§ **Reading passage**
-- -- --

How can we find a reliable measure for our computing efforts ?
what about this table:
Game nr Black points White points Black prisoners White prisoners
1 ??? ??? ??? ???
2 ??? ??? ??? ???
3 ??? ??? ??? ???
This can be used to find out which colour advantage black has, and hence
the komi necessary
In this table I expect 5.5 komi for 50 % winning chance. and a 19 x 19
board.
Other board sizes I expect gives other komi values.
In chess we have numbers like
White wins 39.9%
Black draws 28.9%
Black wins 31.0%
99.80% According to my information
In 9 x 9 Go I believe we could get something like :
Black wins 70.00%
White wins 25.00%
Tie 5.00%
100.00%
without komi offset.
And this I'd like to investigate. When we know the numbers for 9 x 9,
then we
can investigate if this is true for 19 x 19.
Now we could add 1 Handicap stone
I suggest:
Black wins 75.00%
White wins 22.00%
Tie 3.00%
100.00%
The increased probability is the value of 1 Kyu play strength
3 handicap stones
???
4 handicap stones
???
We know to beat 9 x 9 gnugo with 4 handicap stones, you must be 4
dan.
I expect the difference of one increased Handicap stone to be linear.
I'd like to do this, if it is helpful for you. gnugo versus gnugo, and
gnugo versus Morten Gulbrandsen. I only play as 13 kyu, so it could be
an even match.
When I know how much komi offset for each board size, and each given
number of
handicap stones is necessary for 50 % equal play, then I'm
satisfied.
Or we could add some offset as komi. Then gnugo knows how many points it
needs to just win
In go we could vary much more than in chess, board size, initial komi
offset, handicap stones. times.
And gnugo could tell us something about the interrelationships between
these parameters.
In chess we have some ELO figures to tell us how strong a player
is.
In Go we have the kyu, shodan, dan, professional dan figures.
usually 2100 ELO = 1 dan.
I hope tuning and improving algorithms can tell us more about go.
Tie is very seldom, achieving a seki is difficult, but interesting.
Could gnugo be tuned to achieve larger sekis than common in human plays
?
I also find it very difficult to understand, why gnugo does not increase
its strength
with computing speed? If gnugo plays against itself with different time
limits,
then how many minutes will it need to play 1 kyu stronger ?
In chess we sometimes scale the difference of play strength with
different time limits. the less experienced player gets more time.
I don't know what kind of statistics is helpful for the programmers,
but I do hope we can use some statistics to find out how much the
different gnugo versions have increased in kyu strength. Normally
on a 19 x 19 board, the difference in kyu is 1 if the opponent needs
2 handicap stones, for a 50 % winning chance.

-- -- --

§ **Set task A**
Reproduce the go post from "Other board sizes" to "without komi offset.".
§ **Set task B**
Scale the listing from the line with "of the short" to the end of the listing, including the requests. Multiply every coordinate in the answers by 0.3 and round each one to a whole number, with halves going up; leave the pictures out.
The listing has no connection to the go post.

§ **Source records**
-- -- --

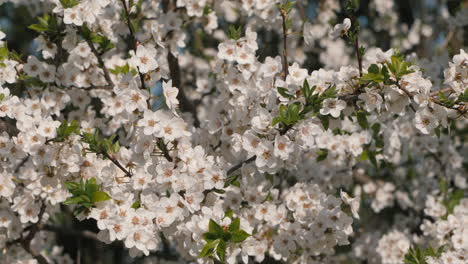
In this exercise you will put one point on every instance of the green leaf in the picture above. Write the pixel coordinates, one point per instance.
(364, 155)
(65, 130)
(3, 52)
(221, 251)
(322, 154)
(210, 237)
(454, 200)
(71, 186)
(235, 225)
(136, 204)
(239, 236)
(214, 228)
(362, 119)
(100, 196)
(73, 200)
(374, 69)
(325, 121)
(209, 248)
(231, 180)
(283, 92)
(229, 213)
(234, 32)
(69, 3)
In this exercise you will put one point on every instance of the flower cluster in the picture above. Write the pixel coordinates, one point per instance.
(200, 131)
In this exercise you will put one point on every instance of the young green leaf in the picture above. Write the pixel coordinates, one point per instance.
(239, 236)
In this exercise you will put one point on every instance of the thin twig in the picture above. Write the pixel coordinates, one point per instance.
(185, 104)
(358, 54)
(284, 17)
(238, 166)
(134, 42)
(163, 147)
(26, 241)
(117, 163)
(70, 232)
(100, 62)
(445, 90)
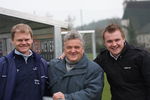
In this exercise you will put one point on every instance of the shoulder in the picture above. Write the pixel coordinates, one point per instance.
(55, 61)
(137, 50)
(93, 66)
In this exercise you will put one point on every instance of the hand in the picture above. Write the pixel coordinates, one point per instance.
(58, 96)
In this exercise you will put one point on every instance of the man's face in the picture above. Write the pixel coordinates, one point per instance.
(73, 50)
(114, 42)
(22, 42)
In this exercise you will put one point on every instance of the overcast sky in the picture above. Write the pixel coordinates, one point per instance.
(83, 11)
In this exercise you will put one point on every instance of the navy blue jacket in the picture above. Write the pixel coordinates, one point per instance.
(83, 82)
(8, 75)
(129, 75)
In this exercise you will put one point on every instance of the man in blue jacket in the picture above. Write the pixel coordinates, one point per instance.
(75, 77)
(23, 73)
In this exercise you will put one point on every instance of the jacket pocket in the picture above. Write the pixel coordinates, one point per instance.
(3, 78)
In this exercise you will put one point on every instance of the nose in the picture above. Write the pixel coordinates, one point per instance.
(114, 43)
(73, 50)
(23, 41)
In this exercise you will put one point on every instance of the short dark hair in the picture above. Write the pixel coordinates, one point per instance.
(112, 28)
(23, 28)
(73, 35)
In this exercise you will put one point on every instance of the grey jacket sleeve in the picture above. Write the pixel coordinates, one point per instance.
(93, 88)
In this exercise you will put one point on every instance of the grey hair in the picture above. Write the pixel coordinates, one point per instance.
(74, 35)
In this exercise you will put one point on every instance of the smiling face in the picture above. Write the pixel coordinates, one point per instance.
(73, 50)
(22, 42)
(114, 42)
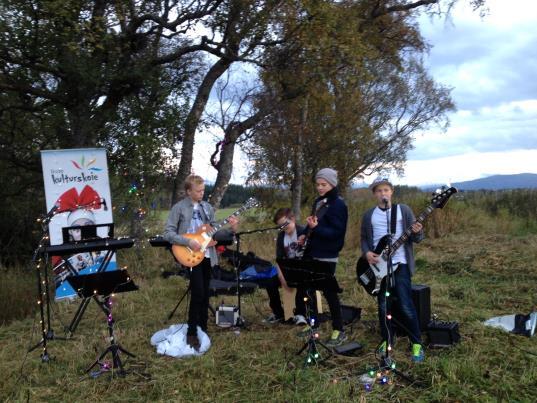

-- -- --

§ **Exercise output A**
Other board sizes I expect gives other komi values.
In chess we have numbers like
White wins 39.9%
Black draws 28.9%
Black wins 31.0%
99.80% According to my information
In 9 x 9 Go I believe we could get something like :
Black wins 70.00%
White wins 25.00%
Tie 5.00%
100.00%
without komi offset.

§ **Exercise output B**
In this exercise you will put one point on every instance of the short dark hair in the picture above. Write the pixel coordinates, one point per instance.
(34, 8)
(7, 8)
(22, 11)
In this exercise you will put one point on every instance of the grey jacket sleeve in the picture above. Write the pixel coordinates, one point per instance.
(28, 26)
In this exercise you will put one point on every instance of the grey hair in the picture above. Write the pixel coordinates, one point per instance.
(22, 11)
In this exercise you will put one point on every instance of the smiling face in the picture above. Write the pixel coordinates, one point per instance.
(22, 15)
(7, 13)
(34, 13)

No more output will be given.